# start of RECORDS SHOWN

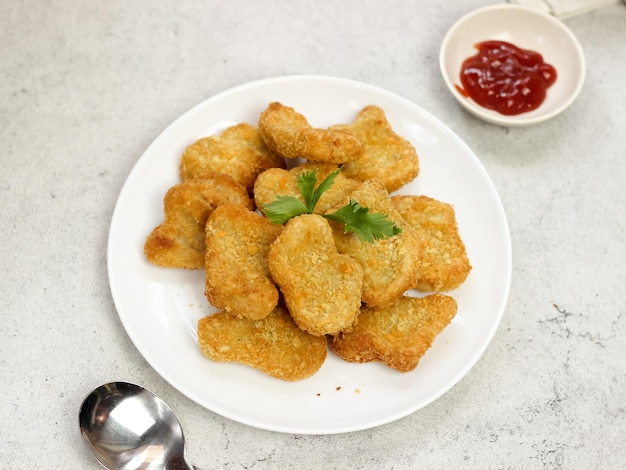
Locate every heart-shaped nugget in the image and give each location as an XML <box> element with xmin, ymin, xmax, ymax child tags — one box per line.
<box><xmin>267</xmin><ymin>214</ymin><xmax>363</xmax><ymax>335</ymax></box>
<box><xmin>331</xmin><ymin>294</ymin><xmax>457</xmax><ymax>372</ymax></box>
<box><xmin>198</xmin><ymin>305</ymin><xmax>327</xmax><ymax>382</ymax></box>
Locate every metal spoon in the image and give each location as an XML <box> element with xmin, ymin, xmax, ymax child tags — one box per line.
<box><xmin>78</xmin><ymin>382</ymin><xmax>198</xmax><ymax>470</ymax></box>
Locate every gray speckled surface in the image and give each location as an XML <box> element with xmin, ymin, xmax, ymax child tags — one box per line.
<box><xmin>0</xmin><ymin>0</ymin><xmax>626</xmax><ymax>470</ymax></box>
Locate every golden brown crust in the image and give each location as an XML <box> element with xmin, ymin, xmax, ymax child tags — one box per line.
<box><xmin>329</xmin><ymin>180</ymin><xmax>422</xmax><ymax>307</ymax></box>
<box><xmin>198</xmin><ymin>306</ymin><xmax>327</xmax><ymax>382</ymax></box>
<box><xmin>391</xmin><ymin>196</ymin><xmax>472</xmax><ymax>292</ymax></box>
<box><xmin>254</xmin><ymin>162</ymin><xmax>361</xmax><ymax>214</ymax></box>
<box><xmin>205</xmin><ymin>204</ymin><xmax>282</xmax><ymax>320</ymax></box>
<box><xmin>144</xmin><ymin>173</ymin><xmax>254</xmax><ymax>269</ymax></box>
<box><xmin>330</xmin><ymin>106</ymin><xmax>419</xmax><ymax>193</ymax></box>
<box><xmin>180</xmin><ymin>123</ymin><xmax>285</xmax><ymax>191</ymax></box>
<box><xmin>267</xmin><ymin>214</ymin><xmax>363</xmax><ymax>335</ymax></box>
<box><xmin>259</xmin><ymin>102</ymin><xmax>363</xmax><ymax>163</ymax></box>
<box><xmin>331</xmin><ymin>294</ymin><xmax>457</xmax><ymax>372</ymax></box>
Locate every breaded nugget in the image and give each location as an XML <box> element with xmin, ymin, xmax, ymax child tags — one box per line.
<box><xmin>330</xmin><ymin>106</ymin><xmax>419</xmax><ymax>193</ymax></box>
<box><xmin>144</xmin><ymin>173</ymin><xmax>254</xmax><ymax>269</ymax></box>
<box><xmin>331</xmin><ymin>294</ymin><xmax>457</xmax><ymax>372</ymax></box>
<box><xmin>259</xmin><ymin>102</ymin><xmax>363</xmax><ymax>163</ymax></box>
<box><xmin>180</xmin><ymin>123</ymin><xmax>285</xmax><ymax>191</ymax></box>
<box><xmin>254</xmin><ymin>163</ymin><xmax>361</xmax><ymax>214</ymax></box>
<box><xmin>328</xmin><ymin>180</ymin><xmax>422</xmax><ymax>308</ymax></box>
<box><xmin>391</xmin><ymin>196</ymin><xmax>472</xmax><ymax>292</ymax></box>
<box><xmin>198</xmin><ymin>306</ymin><xmax>327</xmax><ymax>382</ymax></box>
<box><xmin>205</xmin><ymin>204</ymin><xmax>283</xmax><ymax>320</ymax></box>
<box><xmin>267</xmin><ymin>214</ymin><xmax>363</xmax><ymax>335</ymax></box>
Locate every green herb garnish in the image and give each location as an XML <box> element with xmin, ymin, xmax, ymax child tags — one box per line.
<box><xmin>261</xmin><ymin>169</ymin><xmax>402</xmax><ymax>243</ymax></box>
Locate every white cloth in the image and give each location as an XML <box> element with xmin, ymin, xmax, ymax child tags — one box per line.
<box><xmin>509</xmin><ymin>0</ymin><xmax>622</xmax><ymax>19</ymax></box>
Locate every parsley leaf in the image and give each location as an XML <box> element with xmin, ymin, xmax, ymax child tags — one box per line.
<box><xmin>261</xmin><ymin>196</ymin><xmax>310</xmax><ymax>225</ymax></box>
<box><xmin>261</xmin><ymin>168</ymin><xmax>402</xmax><ymax>243</ymax></box>
<box><xmin>324</xmin><ymin>199</ymin><xmax>402</xmax><ymax>243</ymax></box>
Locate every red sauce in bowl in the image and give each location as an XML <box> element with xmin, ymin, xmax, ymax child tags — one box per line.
<box><xmin>455</xmin><ymin>41</ymin><xmax>557</xmax><ymax>116</ymax></box>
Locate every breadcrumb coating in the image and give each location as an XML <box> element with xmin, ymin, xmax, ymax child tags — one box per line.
<box><xmin>205</xmin><ymin>204</ymin><xmax>282</xmax><ymax>320</ymax></box>
<box><xmin>259</xmin><ymin>102</ymin><xmax>363</xmax><ymax>163</ymax></box>
<box><xmin>331</xmin><ymin>294</ymin><xmax>457</xmax><ymax>372</ymax></box>
<box><xmin>267</xmin><ymin>214</ymin><xmax>363</xmax><ymax>335</ymax></box>
<box><xmin>144</xmin><ymin>173</ymin><xmax>254</xmax><ymax>269</ymax></box>
<box><xmin>329</xmin><ymin>180</ymin><xmax>422</xmax><ymax>307</ymax></box>
<box><xmin>180</xmin><ymin>123</ymin><xmax>285</xmax><ymax>192</ymax></box>
<box><xmin>330</xmin><ymin>106</ymin><xmax>419</xmax><ymax>193</ymax></box>
<box><xmin>391</xmin><ymin>196</ymin><xmax>472</xmax><ymax>292</ymax></box>
<box><xmin>254</xmin><ymin>163</ymin><xmax>361</xmax><ymax>214</ymax></box>
<box><xmin>198</xmin><ymin>306</ymin><xmax>327</xmax><ymax>382</ymax></box>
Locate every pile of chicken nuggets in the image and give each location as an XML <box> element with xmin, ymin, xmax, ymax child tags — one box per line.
<box><xmin>144</xmin><ymin>102</ymin><xmax>471</xmax><ymax>381</ymax></box>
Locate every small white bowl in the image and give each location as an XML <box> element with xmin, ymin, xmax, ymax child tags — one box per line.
<box><xmin>439</xmin><ymin>4</ymin><xmax>585</xmax><ymax>126</ymax></box>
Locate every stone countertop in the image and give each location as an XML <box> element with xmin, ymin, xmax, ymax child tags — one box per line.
<box><xmin>0</xmin><ymin>0</ymin><xmax>626</xmax><ymax>470</ymax></box>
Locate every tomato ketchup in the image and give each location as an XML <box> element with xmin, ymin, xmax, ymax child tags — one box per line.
<box><xmin>456</xmin><ymin>41</ymin><xmax>557</xmax><ymax>116</ymax></box>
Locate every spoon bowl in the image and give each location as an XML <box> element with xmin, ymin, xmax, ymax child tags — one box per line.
<box><xmin>78</xmin><ymin>382</ymin><xmax>194</xmax><ymax>470</ymax></box>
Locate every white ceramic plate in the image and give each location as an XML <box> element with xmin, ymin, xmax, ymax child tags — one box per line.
<box><xmin>439</xmin><ymin>4</ymin><xmax>585</xmax><ymax>126</ymax></box>
<box><xmin>108</xmin><ymin>76</ymin><xmax>511</xmax><ymax>434</ymax></box>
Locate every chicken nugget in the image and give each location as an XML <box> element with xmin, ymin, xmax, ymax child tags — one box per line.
<box><xmin>328</xmin><ymin>180</ymin><xmax>422</xmax><ymax>308</ymax></box>
<box><xmin>180</xmin><ymin>123</ymin><xmax>285</xmax><ymax>192</ymax></box>
<box><xmin>205</xmin><ymin>204</ymin><xmax>283</xmax><ymax>320</ymax></box>
<box><xmin>259</xmin><ymin>102</ymin><xmax>363</xmax><ymax>163</ymax></box>
<box><xmin>144</xmin><ymin>173</ymin><xmax>254</xmax><ymax>269</ymax></box>
<box><xmin>330</xmin><ymin>106</ymin><xmax>419</xmax><ymax>193</ymax></box>
<box><xmin>198</xmin><ymin>306</ymin><xmax>327</xmax><ymax>382</ymax></box>
<box><xmin>331</xmin><ymin>294</ymin><xmax>457</xmax><ymax>372</ymax></box>
<box><xmin>267</xmin><ymin>214</ymin><xmax>363</xmax><ymax>335</ymax></box>
<box><xmin>391</xmin><ymin>196</ymin><xmax>472</xmax><ymax>292</ymax></box>
<box><xmin>254</xmin><ymin>163</ymin><xmax>361</xmax><ymax>214</ymax></box>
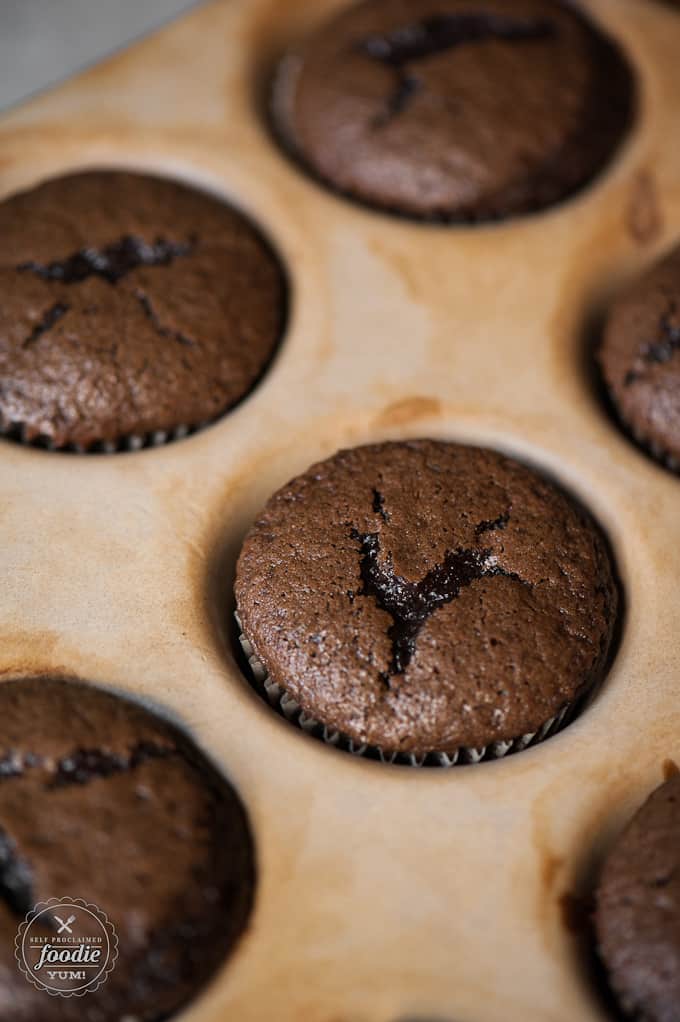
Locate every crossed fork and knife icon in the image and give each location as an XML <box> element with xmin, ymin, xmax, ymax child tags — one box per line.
<box><xmin>54</xmin><ymin>913</ymin><xmax>76</xmax><ymax>935</ymax></box>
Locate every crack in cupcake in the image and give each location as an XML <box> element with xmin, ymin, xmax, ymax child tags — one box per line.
<box><xmin>0</xmin><ymin>678</ymin><xmax>256</xmax><ymax>1022</ymax></box>
<box><xmin>235</xmin><ymin>440</ymin><xmax>618</xmax><ymax>764</ymax></box>
<box><xmin>0</xmin><ymin>171</ymin><xmax>287</xmax><ymax>451</ymax></box>
<box><xmin>16</xmin><ymin>235</ymin><xmax>196</xmax><ymax>284</ymax></box>
<box><xmin>271</xmin><ymin>0</ymin><xmax>636</xmax><ymax>223</ymax></box>
<box><xmin>359</xmin><ymin>12</ymin><xmax>555</xmax><ymax>128</ymax></box>
<box><xmin>350</xmin><ymin>500</ymin><xmax>531</xmax><ymax>686</ymax></box>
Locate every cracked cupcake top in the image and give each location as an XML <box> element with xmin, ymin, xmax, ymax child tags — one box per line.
<box><xmin>0</xmin><ymin>678</ymin><xmax>255</xmax><ymax>1022</ymax></box>
<box><xmin>595</xmin><ymin>777</ymin><xmax>680</xmax><ymax>1022</ymax></box>
<box><xmin>236</xmin><ymin>440</ymin><xmax>618</xmax><ymax>755</ymax></box>
<box><xmin>273</xmin><ymin>0</ymin><xmax>634</xmax><ymax>221</ymax></box>
<box><xmin>0</xmin><ymin>171</ymin><xmax>285</xmax><ymax>448</ymax></box>
<box><xmin>598</xmin><ymin>247</ymin><xmax>680</xmax><ymax>469</ymax></box>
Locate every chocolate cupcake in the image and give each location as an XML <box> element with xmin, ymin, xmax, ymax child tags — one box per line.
<box><xmin>236</xmin><ymin>440</ymin><xmax>618</xmax><ymax>764</ymax></box>
<box><xmin>273</xmin><ymin>0</ymin><xmax>635</xmax><ymax>221</ymax></box>
<box><xmin>0</xmin><ymin>679</ymin><xmax>255</xmax><ymax>1022</ymax></box>
<box><xmin>0</xmin><ymin>171</ymin><xmax>285</xmax><ymax>450</ymax></box>
<box><xmin>595</xmin><ymin>777</ymin><xmax>680</xmax><ymax>1022</ymax></box>
<box><xmin>597</xmin><ymin>247</ymin><xmax>680</xmax><ymax>472</ymax></box>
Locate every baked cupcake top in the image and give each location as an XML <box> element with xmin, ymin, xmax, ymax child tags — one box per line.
<box><xmin>598</xmin><ymin>247</ymin><xmax>680</xmax><ymax>468</ymax></box>
<box><xmin>273</xmin><ymin>0</ymin><xmax>634</xmax><ymax>221</ymax></box>
<box><xmin>0</xmin><ymin>678</ymin><xmax>255</xmax><ymax>1022</ymax></box>
<box><xmin>236</xmin><ymin>440</ymin><xmax>618</xmax><ymax>755</ymax></box>
<box><xmin>0</xmin><ymin>171</ymin><xmax>285</xmax><ymax>448</ymax></box>
<box><xmin>596</xmin><ymin>777</ymin><xmax>680</xmax><ymax>1022</ymax></box>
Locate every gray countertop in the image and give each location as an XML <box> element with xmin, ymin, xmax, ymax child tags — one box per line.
<box><xmin>0</xmin><ymin>0</ymin><xmax>195</xmax><ymax>109</ymax></box>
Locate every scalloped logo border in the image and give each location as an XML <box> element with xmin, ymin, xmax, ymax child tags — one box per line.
<box><xmin>14</xmin><ymin>897</ymin><xmax>118</xmax><ymax>997</ymax></box>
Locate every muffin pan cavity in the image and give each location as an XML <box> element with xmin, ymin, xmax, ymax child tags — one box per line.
<box><xmin>0</xmin><ymin>0</ymin><xmax>680</xmax><ymax>1022</ymax></box>
<box><xmin>271</xmin><ymin>0</ymin><xmax>635</xmax><ymax>223</ymax></box>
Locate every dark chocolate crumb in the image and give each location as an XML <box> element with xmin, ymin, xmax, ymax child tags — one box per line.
<box><xmin>359</xmin><ymin>13</ymin><xmax>556</xmax><ymax>128</ymax></box>
<box><xmin>0</xmin><ymin>828</ymin><xmax>35</xmax><ymax>916</ymax></box>
<box><xmin>350</xmin><ymin>515</ymin><xmax>531</xmax><ymax>685</ymax></box>
<box><xmin>16</xmin><ymin>235</ymin><xmax>194</xmax><ymax>284</ymax></box>
<box><xmin>22</xmin><ymin>301</ymin><xmax>69</xmax><ymax>347</ymax></box>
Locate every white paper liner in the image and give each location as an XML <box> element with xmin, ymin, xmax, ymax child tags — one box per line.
<box><xmin>234</xmin><ymin>614</ymin><xmax>578</xmax><ymax>767</ymax></box>
<box><xmin>0</xmin><ymin>415</ymin><xmax>209</xmax><ymax>454</ymax></box>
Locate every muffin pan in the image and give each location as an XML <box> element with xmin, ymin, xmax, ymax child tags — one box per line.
<box><xmin>0</xmin><ymin>0</ymin><xmax>680</xmax><ymax>1022</ymax></box>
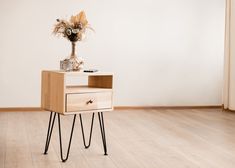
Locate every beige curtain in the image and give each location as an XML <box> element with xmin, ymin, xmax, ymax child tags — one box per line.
<box><xmin>223</xmin><ymin>0</ymin><xmax>235</xmax><ymax>110</ymax></box>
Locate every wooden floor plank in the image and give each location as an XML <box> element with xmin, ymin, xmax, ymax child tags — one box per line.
<box><xmin>0</xmin><ymin>109</ymin><xmax>235</xmax><ymax>168</ymax></box>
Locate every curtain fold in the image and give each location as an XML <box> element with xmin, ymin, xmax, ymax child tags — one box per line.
<box><xmin>223</xmin><ymin>0</ymin><xmax>235</xmax><ymax>110</ymax></box>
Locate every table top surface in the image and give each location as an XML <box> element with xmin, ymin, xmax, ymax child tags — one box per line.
<box><xmin>43</xmin><ymin>70</ymin><xmax>113</xmax><ymax>76</ymax></box>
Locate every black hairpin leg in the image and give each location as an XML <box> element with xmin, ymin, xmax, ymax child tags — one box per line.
<box><xmin>57</xmin><ymin>114</ymin><xmax>77</xmax><ymax>162</ymax></box>
<box><xmin>98</xmin><ymin>112</ymin><xmax>107</xmax><ymax>155</ymax></box>
<box><xmin>79</xmin><ymin>113</ymin><xmax>95</xmax><ymax>149</ymax></box>
<box><xmin>44</xmin><ymin>112</ymin><xmax>56</xmax><ymax>155</ymax></box>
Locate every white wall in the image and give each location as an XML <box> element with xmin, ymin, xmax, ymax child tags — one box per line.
<box><xmin>0</xmin><ymin>0</ymin><xmax>225</xmax><ymax>107</ymax></box>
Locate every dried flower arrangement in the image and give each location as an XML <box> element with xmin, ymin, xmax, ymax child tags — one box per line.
<box><xmin>53</xmin><ymin>11</ymin><xmax>92</xmax><ymax>42</ymax></box>
<box><xmin>53</xmin><ymin>11</ymin><xmax>93</xmax><ymax>71</ymax></box>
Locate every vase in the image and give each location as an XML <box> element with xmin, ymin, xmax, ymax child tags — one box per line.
<box><xmin>60</xmin><ymin>42</ymin><xmax>84</xmax><ymax>71</ymax></box>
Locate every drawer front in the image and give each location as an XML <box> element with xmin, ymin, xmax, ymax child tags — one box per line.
<box><xmin>66</xmin><ymin>92</ymin><xmax>112</xmax><ymax>112</ymax></box>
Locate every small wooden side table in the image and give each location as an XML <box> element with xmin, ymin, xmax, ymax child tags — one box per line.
<box><xmin>41</xmin><ymin>71</ymin><xmax>113</xmax><ymax>162</ymax></box>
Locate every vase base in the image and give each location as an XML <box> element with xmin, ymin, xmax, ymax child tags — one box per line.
<box><xmin>60</xmin><ymin>57</ymin><xmax>84</xmax><ymax>71</ymax></box>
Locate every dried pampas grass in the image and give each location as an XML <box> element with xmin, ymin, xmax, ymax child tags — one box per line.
<box><xmin>53</xmin><ymin>11</ymin><xmax>93</xmax><ymax>42</ymax></box>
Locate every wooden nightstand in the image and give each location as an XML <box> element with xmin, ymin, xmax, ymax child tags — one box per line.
<box><xmin>41</xmin><ymin>71</ymin><xmax>113</xmax><ymax>162</ymax></box>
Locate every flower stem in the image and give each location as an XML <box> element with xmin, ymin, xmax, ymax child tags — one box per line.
<box><xmin>71</xmin><ymin>42</ymin><xmax>76</xmax><ymax>58</ymax></box>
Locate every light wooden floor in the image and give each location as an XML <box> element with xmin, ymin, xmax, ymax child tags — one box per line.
<box><xmin>0</xmin><ymin>109</ymin><xmax>235</xmax><ymax>168</ymax></box>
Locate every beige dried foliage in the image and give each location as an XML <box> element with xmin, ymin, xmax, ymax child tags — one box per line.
<box><xmin>53</xmin><ymin>11</ymin><xmax>94</xmax><ymax>41</ymax></box>
<box><xmin>70</xmin><ymin>11</ymin><xmax>88</xmax><ymax>27</ymax></box>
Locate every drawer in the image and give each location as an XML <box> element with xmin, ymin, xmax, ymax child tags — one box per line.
<box><xmin>66</xmin><ymin>92</ymin><xmax>112</xmax><ymax>112</ymax></box>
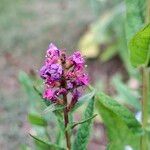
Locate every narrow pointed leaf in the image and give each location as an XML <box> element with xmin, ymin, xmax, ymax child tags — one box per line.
<box><xmin>28</xmin><ymin>113</ymin><xmax>47</xmax><ymax>126</ymax></box>
<box><xmin>96</xmin><ymin>93</ymin><xmax>142</xmax><ymax>150</ymax></box>
<box><xmin>129</xmin><ymin>24</ymin><xmax>150</xmax><ymax>67</ymax></box>
<box><xmin>125</xmin><ymin>0</ymin><xmax>146</xmax><ymax>41</ymax></box>
<box><xmin>30</xmin><ymin>134</ymin><xmax>65</xmax><ymax>150</ymax></box>
<box><xmin>96</xmin><ymin>93</ymin><xmax>141</xmax><ymax>133</ymax></box>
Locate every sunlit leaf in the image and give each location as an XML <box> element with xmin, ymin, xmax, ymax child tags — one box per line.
<box><xmin>96</xmin><ymin>93</ymin><xmax>141</xmax><ymax>150</ymax></box>
<box><xmin>125</xmin><ymin>0</ymin><xmax>146</xmax><ymax>41</ymax></box>
<box><xmin>28</xmin><ymin>113</ymin><xmax>47</xmax><ymax>126</ymax></box>
<box><xmin>30</xmin><ymin>134</ymin><xmax>65</xmax><ymax>150</ymax></box>
<box><xmin>129</xmin><ymin>24</ymin><xmax>150</xmax><ymax>67</ymax></box>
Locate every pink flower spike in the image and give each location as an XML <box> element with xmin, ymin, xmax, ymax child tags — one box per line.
<box><xmin>47</xmin><ymin>43</ymin><xmax>60</xmax><ymax>58</ymax></box>
<box><xmin>78</xmin><ymin>74</ymin><xmax>89</xmax><ymax>85</ymax></box>
<box><xmin>72</xmin><ymin>51</ymin><xmax>84</xmax><ymax>64</ymax></box>
<box><xmin>48</xmin><ymin>43</ymin><xmax>58</xmax><ymax>50</ymax></box>
<box><xmin>43</xmin><ymin>89</ymin><xmax>54</xmax><ymax>100</ymax></box>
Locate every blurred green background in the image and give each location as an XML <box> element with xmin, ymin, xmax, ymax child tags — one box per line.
<box><xmin>0</xmin><ymin>0</ymin><xmax>138</xmax><ymax>150</ymax></box>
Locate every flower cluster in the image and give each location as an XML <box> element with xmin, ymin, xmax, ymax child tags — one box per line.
<box><xmin>39</xmin><ymin>43</ymin><xmax>89</xmax><ymax>109</ymax></box>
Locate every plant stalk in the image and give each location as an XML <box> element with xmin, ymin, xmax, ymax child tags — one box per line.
<box><xmin>63</xmin><ymin>95</ymin><xmax>71</xmax><ymax>150</ymax></box>
<box><xmin>141</xmin><ymin>68</ymin><xmax>150</xmax><ymax>150</ymax></box>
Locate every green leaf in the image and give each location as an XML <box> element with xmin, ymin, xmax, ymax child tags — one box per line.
<box><xmin>125</xmin><ymin>0</ymin><xmax>146</xmax><ymax>41</ymax></box>
<box><xmin>66</xmin><ymin>114</ymin><xmax>97</xmax><ymax>130</ymax></box>
<box><xmin>73</xmin><ymin>98</ymin><xmax>94</xmax><ymax>150</ymax></box>
<box><xmin>96</xmin><ymin>93</ymin><xmax>141</xmax><ymax>150</ymax></box>
<box><xmin>96</xmin><ymin>93</ymin><xmax>141</xmax><ymax>133</ymax></box>
<box><xmin>30</xmin><ymin>134</ymin><xmax>65</xmax><ymax>150</ymax></box>
<box><xmin>28</xmin><ymin>113</ymin><xmax>47</xmax><ymax>126</ymax></box>
<box><xmin>129</xmin><ymin>24</ymin><xmax>150</xmax><ymax>67</ymax></box>
<box><xmin>112</xmin><ymin>75</ymin><xmax>141</xmax><ymax>110</ymax></box>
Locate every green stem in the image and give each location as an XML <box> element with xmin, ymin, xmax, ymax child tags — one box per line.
<box><xmin>145</xmin><ymin>0</ymin><xmax>150</xmax><ymax>24</ymax></box>
<box><xmin>141</xmin><ymin>68</ymin><xmax>150</xmax><ymax>150</ymax></box>
<box><xmin>63</xmin><ymin>95</ymin><xmax>71</xmax><ymax>150</ymax></box>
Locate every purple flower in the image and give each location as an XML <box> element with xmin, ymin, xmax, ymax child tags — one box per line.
<box><xmin>39</xmin><ymin>43</ymin><xmax>89</xmax><ymax>105</ymax></box>
<box><xmin>78</xmin><ymin>74</ymin><xmax>89</xmax><ymax>85</ymax></box>
<box><xmin>71</xmin><ymin>51</ymin><xmax>84</xmax><ymax>64</ymax></box>
<box><xmin>47</xmin><ymin>43</ymin><xmax>60</xmax><ymax>58</ymax></box>
<box><xmin>47</xmin><ymin>64</ymin><xmax>62</xmax><ymax>80</ymax></box>
<box><xmin>39</xmin><ymin>65</ymin><xmax>47</xmax><ymax>79</ymax></box>
<box><xmin>43</xmin><ymin>89</ymin><xmax>54</xmax><ymax>100</ymax></box>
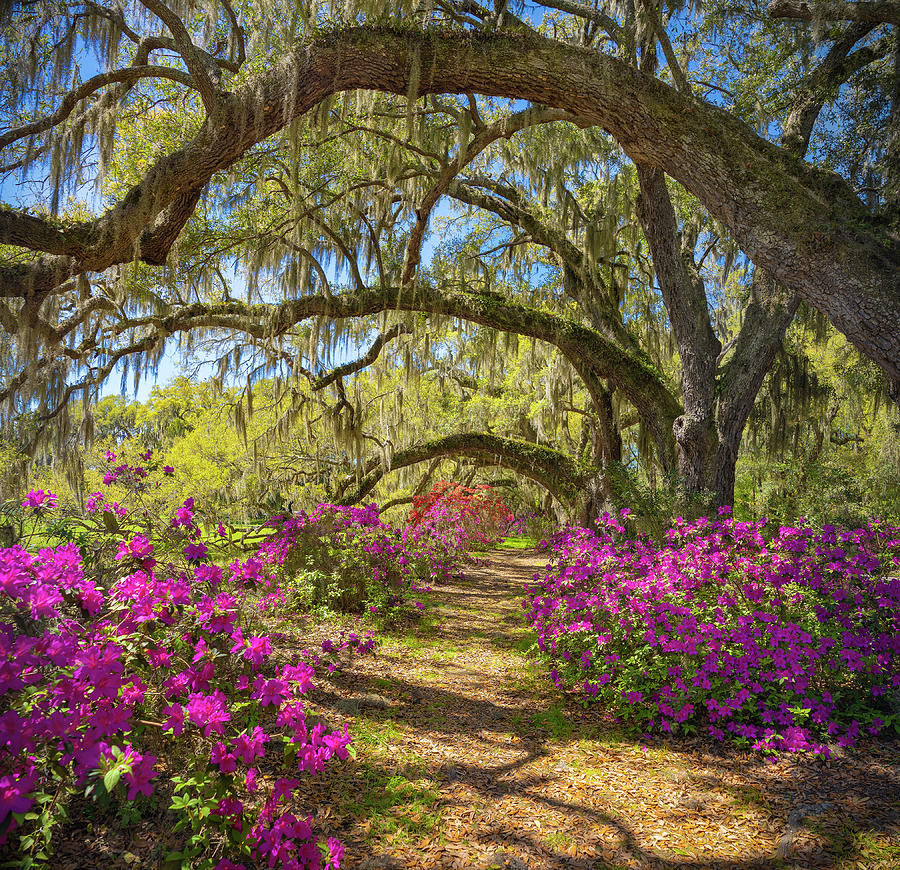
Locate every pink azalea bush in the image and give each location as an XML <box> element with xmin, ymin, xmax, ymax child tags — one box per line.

# end of RECORDS SHOWN

Count the lines of the items above that contain the string "bowl", with case taken into account, and reply with only that number.

- CORRECT RESPONSE -
3